* [Stated exercise]
Render every line of the listing below as a numbered list, omitting any blank lines.

* [Coordinate annotation records]
______________________________

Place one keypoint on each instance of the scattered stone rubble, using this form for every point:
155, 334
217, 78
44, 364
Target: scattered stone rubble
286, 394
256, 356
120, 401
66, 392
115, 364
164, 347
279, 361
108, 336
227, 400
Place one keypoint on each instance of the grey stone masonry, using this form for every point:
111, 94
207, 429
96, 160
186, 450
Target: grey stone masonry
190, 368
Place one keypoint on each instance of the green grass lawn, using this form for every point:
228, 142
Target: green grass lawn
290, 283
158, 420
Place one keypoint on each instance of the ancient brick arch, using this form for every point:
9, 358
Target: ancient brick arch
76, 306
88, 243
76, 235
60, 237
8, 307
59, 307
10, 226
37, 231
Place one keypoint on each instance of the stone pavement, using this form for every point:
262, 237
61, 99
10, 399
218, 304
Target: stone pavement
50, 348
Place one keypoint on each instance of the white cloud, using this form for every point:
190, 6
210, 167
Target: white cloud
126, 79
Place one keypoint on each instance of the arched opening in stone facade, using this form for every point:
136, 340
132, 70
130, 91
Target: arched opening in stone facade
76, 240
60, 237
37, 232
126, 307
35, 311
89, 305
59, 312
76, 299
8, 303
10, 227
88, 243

______________________________

* [Exercise output]
1. Place one keypoint on each instance of the scattered stone rubble, using this form for every point:
2. 155, 334
3. 217, 78
4. 44, 364
5. Target: scattered stone rubble
6. 286, 394
7. 256, 356
8. 120, 401
9. 66, 392
10. 115, 364
11. 164, 347
12. 279, 361
13. 108, 336
14. 227, 400
15. Place one keypoint on each instance of the grey stone masonry, using this form for every point:
16. 111, 94
17. 207, 429
18. 96, 160
19. 186, 450
20. Target: grey stone masonry
21. 190, 368
22. Place one keypoint on each instance of the green grass lawn, using this form for every point:
23. 228, 142
24. Target: green grass lawn
25. 290, 283
26. 158, 420
27. Place one keypoint on each instance of the ancient brick arch, using this form for every point:
28. 9, 358
29. Target: ancient brick arch
30. 76, 306
31. 88, 243
32. 76, 235
33. 60, 237
34. 8, 307
35. 59, 307
36. 10, 226
37. 37, 231
38. Place one keypoint on each instance of the stone pavement, using this form for every point:
39. 262, 237
40. 61, 99
41. 10, 399
42. 218, 304
43. Target: stone pavement
44. 50, 348
45. Place one keypoint on each instance of the white cloud, using this form for every point:
46. 190, 6
47. 210, 167
48. Target: white cloud
49. 126, 79
50. Place one keypoint on each instance of the arched opening in stone facade, using this form for every point:
51. 136, 340
52. 132, 70
53. 130, 91
54. Target: arched opening in stone facade
55. 76, 240
56. 60, 237
57. 37, 232
58. 126, 307
59. 35, 311
60. 89, 305
61. 59, 312
62. 76, 299
63. 8, 303
64. 10, 227
65. 88, 243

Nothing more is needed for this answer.